■ PETUNJUK TUGAS A
Salinlah secara persis bagian kutipan tentang cinta dan penantian, dimulai dari "Layaknya manusia yang" dan berakhir pada "itu akan sia-sia.".
■ PETUNJUK TUGAS B
Lanjutkan kutipan tentang cinta dan penantian, dimulai setelah kalimat terakhir yang tercantum.

■ KUTIPAN TEKS
^^^^
“Kasih tidak
berkesudahan;”(I Kor. 13:8a)
“Sampai saat ini pun aku masih bertahan. Sampai kapan? Sampai aku
benar-benar menyadari kalau ia bukan untukku. Aku belum jenuh, dan mungkin
takkan pernah jenuh untuk menunggunya.”
Dalam hal cinta, beberapa orang,
bahkan mungkin sebagian besar lebih meyakini bahwa cinta harus dikejar, bukan
ditunggu. Menunggu dan mengejar adalah dua pekerjaan yang saling bertolak
belakang. Jika menunggu dianggap pekerjaan pasif dan melelahkan, maka mengejar
adalah tindakan aktif dan nyata untuk mendapatkan. Dengan mengejar, seseorang
merasa telah beberapa langkah lebih dekat dengan apa yang dia inginkan. Bisa
memotong waktu, dan memangkas jarak. Tapi, bukankah cinta takkan pernah sama
dengan matematika?
Layaknya manusia yang mencinta,
tak berdosa rasanya jika harapan tuk mendapatkan cinta dengan porsi yang sama
masih tetap tumbuh di tengah kenyataan yang memang terasa menyesakkan. Karena
itulah, dalam cinta selalu ada pilihan untuk “menunggu”. “Bila cinta lebih indah dengan menunggu, apa salahnya kita berharap dia
ada di sisi kita kembali, bukan?” Ya, menunggu adalah perkara melebarkan kesabaran.
Namun, juga tak ada alasan untuk percaya bahwa penantian itu akan sia-sia.
^^^^
■ KUMPULAN DATA
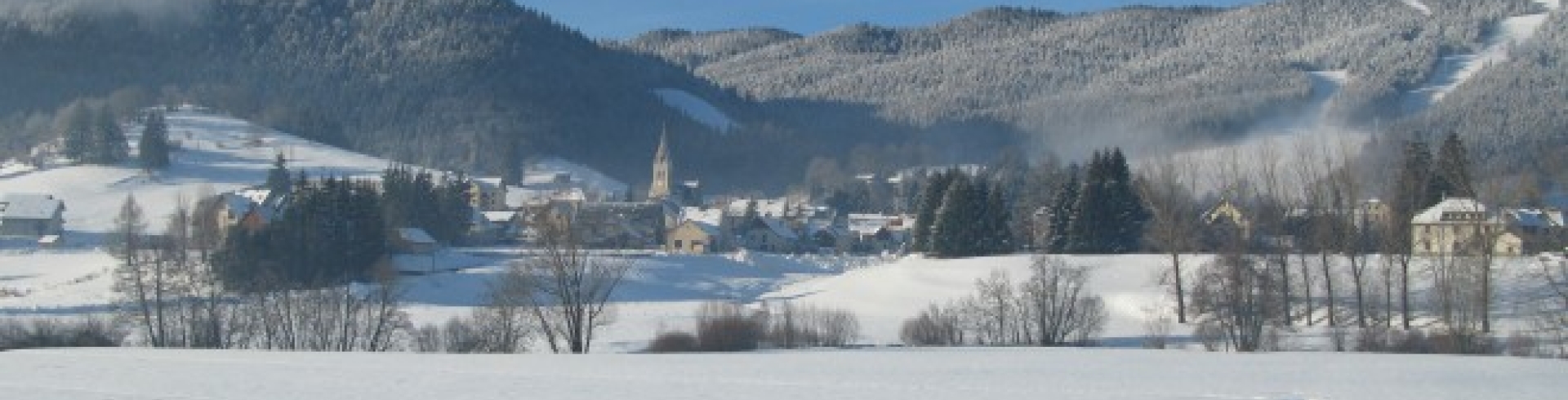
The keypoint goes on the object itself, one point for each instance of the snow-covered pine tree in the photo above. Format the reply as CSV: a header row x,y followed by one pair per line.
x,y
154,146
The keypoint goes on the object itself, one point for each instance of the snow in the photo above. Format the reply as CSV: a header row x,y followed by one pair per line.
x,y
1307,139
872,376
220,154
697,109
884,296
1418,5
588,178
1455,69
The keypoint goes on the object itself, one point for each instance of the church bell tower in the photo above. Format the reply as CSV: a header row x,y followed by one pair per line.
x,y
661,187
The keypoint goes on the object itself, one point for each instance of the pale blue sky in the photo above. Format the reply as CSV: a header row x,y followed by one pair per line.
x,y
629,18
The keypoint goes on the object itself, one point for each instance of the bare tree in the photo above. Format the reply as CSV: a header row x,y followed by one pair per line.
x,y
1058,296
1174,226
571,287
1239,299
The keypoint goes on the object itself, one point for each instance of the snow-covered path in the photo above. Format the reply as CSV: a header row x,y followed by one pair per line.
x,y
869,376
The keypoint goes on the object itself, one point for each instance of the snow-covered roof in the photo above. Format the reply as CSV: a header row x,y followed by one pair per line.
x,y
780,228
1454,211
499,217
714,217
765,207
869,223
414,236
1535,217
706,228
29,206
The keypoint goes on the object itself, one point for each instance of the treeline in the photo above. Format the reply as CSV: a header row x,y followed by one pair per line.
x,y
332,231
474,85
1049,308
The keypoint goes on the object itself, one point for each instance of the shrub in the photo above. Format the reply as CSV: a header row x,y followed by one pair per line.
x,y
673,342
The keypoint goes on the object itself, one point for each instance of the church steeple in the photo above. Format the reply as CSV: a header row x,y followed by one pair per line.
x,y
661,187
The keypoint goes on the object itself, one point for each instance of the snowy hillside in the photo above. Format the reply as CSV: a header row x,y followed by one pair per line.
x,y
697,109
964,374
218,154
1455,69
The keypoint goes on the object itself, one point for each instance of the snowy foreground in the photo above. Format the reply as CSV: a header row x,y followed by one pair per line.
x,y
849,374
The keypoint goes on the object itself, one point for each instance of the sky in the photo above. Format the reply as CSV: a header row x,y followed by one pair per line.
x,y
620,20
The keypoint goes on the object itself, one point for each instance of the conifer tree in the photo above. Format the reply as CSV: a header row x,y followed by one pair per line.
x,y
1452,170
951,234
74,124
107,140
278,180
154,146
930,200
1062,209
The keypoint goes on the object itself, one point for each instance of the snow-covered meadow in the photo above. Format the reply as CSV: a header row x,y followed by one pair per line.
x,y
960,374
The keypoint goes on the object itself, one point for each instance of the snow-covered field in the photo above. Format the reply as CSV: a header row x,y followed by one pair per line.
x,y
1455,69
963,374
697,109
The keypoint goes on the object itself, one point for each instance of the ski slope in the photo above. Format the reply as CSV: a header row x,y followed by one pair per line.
^^^^
■ KELUARAN YANG DIHARAPKAN A
Layaknya manusia yang mencinta,
tak berdosa rasanya jika harapan tuk mendapatkan cinta dengan porsi yang sama
masih tetap tumbuh di tengah kenyataan yang memang terasa menyesakkan. Karena
itulah, dalam cinta selalu ada pilihan untuk “menunggu”. “Bila cinta lebih indah dengan menunggu, apa salahnya kita berharap dia
ada di sisi kita kembali, bukan?” Ya, menunggu adalah perkara melebarkan kesabaran.
Namun, juga tak ada alasan untuk percaya bahwa penantian itu akan sia-sia.

■ KELUARAN YANG DIHARAPKAN B
Setiap manusia akan merasakan
yang namanya mencintai dan dicintai. Namun, manusia tidak mempunyai daya
control atas apa yang akan terjadi dalam hubungan percintaannya. Sesuatu yang
wajar ketika anak manusia menginginkan kebersamaan dengan orang yang
dicintainya. Namun sayangnya, Cinta
tak pernah datang dengan kepastian. Setiap hubungan pun pasti punya dua
kemungkinan, antara berhasil atau justru nihil. Ya, itulah hidup. Akan ada
saatnya mereka yang mencinta merasakan romansa yang berbunga-bunga. Tapi, juga
ada saatnya awan gelap itu melanda. Ketika kata perpisahan telah dilontarkan,
yang tersisa hanyalah hubungan yang telah kosong.
“Apakah terlalu bodoh untuk menunggu?”
“Tidak. Manusia yang memiliki berjuta-juta keinginan akan sanggup
menunggu untuk sebuah harapan yang terkadang tidak selalu terjadi. Harapan akan
cinta inilah yang membuat manusia tegar, dalam diam maupun dalam helaan nafas.”
Ketika cinta yang begitu besar
tak dibalas dengan sepadan, masih haruskah kita mempertahankan rasa yang tak
bermasa depan? Tak salah rasanya jika kita turut berpegang. Bahwa seseorang tak
bisa meminta orang lain untuk memilih mencintai atau tidak mencintai diri kita.
Jangan salahkan apa pun saat kita jatuh cinta. Seperti simpul terikat mati,
takdir sudah mengikat, bahkan air mata pun tak mampu menggoyahkan keputusan
itu. Ya, jatuh cinta adalah bagian dari sepotong rencana takdir. Percaya saja
selalu ada akhir yang manis.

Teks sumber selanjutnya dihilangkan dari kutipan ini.